Work request =
Your answer should consist of each line below that includes the word "planogram".

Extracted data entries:
= Beginning of Section =
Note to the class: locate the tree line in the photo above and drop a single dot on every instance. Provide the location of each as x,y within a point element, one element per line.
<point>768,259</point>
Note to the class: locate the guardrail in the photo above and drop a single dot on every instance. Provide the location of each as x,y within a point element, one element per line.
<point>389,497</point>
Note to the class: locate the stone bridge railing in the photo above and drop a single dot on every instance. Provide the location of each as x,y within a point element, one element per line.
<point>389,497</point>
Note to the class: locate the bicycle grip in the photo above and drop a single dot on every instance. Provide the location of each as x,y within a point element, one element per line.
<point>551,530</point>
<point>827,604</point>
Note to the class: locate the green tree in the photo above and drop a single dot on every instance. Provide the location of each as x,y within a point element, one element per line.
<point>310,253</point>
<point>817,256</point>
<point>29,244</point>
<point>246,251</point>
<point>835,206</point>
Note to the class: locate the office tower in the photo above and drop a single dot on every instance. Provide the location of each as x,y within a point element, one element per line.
= End of Section =
= Beginning of Section =
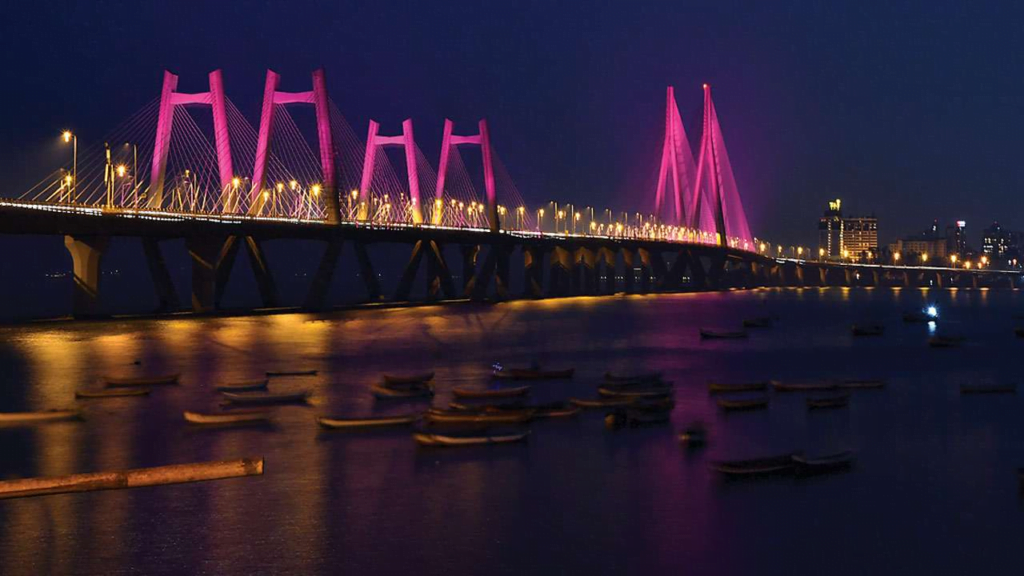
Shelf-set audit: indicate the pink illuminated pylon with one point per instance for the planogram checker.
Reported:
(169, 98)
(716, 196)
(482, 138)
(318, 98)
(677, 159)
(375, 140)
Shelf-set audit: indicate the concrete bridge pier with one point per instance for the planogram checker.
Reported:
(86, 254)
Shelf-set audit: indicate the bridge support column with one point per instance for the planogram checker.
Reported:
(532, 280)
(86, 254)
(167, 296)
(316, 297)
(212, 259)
= End of Section =
Task answer =
Shelf-set audit: indicate the pink illuminated pylon with one point per instance for the planogram checker.
Shelf-set audit: indicate the concrete bridge pier with one point per instance for the planogram checker.
Shelf-set audit: indicate the bridge support column with one point per instance for the planogram checker.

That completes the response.